Work to do:
Update the part that opens with the line containing "trace --target trailer" and closes with the line containing "90 379 L 93", changing "trailer wheel" to "trailer tire" and leaving everything else as it is. Return only those lines.

— begin —

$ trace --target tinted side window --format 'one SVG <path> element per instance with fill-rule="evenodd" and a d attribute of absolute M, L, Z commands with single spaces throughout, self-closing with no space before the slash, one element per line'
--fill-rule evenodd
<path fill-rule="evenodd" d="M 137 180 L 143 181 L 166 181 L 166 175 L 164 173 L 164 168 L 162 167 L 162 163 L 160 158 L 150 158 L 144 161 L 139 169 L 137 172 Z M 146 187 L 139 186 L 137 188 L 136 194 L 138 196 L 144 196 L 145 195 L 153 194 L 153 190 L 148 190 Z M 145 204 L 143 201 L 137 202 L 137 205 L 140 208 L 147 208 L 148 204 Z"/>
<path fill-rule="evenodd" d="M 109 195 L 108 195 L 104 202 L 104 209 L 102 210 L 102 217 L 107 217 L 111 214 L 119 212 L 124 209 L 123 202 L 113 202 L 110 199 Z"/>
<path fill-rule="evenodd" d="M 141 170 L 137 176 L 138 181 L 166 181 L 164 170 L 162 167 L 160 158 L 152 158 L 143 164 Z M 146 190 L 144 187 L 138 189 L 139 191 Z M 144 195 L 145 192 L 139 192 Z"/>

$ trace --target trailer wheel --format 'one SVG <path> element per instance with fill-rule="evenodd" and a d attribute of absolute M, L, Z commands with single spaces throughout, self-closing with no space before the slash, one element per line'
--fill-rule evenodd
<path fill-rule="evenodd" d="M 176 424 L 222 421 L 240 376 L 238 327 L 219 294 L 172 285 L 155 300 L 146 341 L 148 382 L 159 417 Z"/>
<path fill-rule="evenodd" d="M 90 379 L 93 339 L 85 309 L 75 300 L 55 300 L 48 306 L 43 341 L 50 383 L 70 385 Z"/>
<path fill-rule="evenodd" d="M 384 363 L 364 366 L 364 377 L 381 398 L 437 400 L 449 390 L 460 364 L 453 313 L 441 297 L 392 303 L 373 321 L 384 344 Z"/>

— end —

Response below:
$ trace --target trailer tire --format 'one SVG <path> element per instance with fill-rule="evenodd" and a d attribute of absolute M, L, Z commands with single spaces throughout, self-closing with no space before the slash, one element per line'
--fill-rule evenodd
<path fill-rule="evenodd" d="M 176 424 L 222 421 L 240 376 L 238 327 L 219 294 L 172 285 L 155 300 L 146 341 L 148 382 L 159 417 Z"/>
<path fill-rule="evenodd" d="M 90 379 L 93 339 L 85 309 L 75 300 L 55 300 L 48 306 L 43 341 L 50 383 L 70 385 Z"/>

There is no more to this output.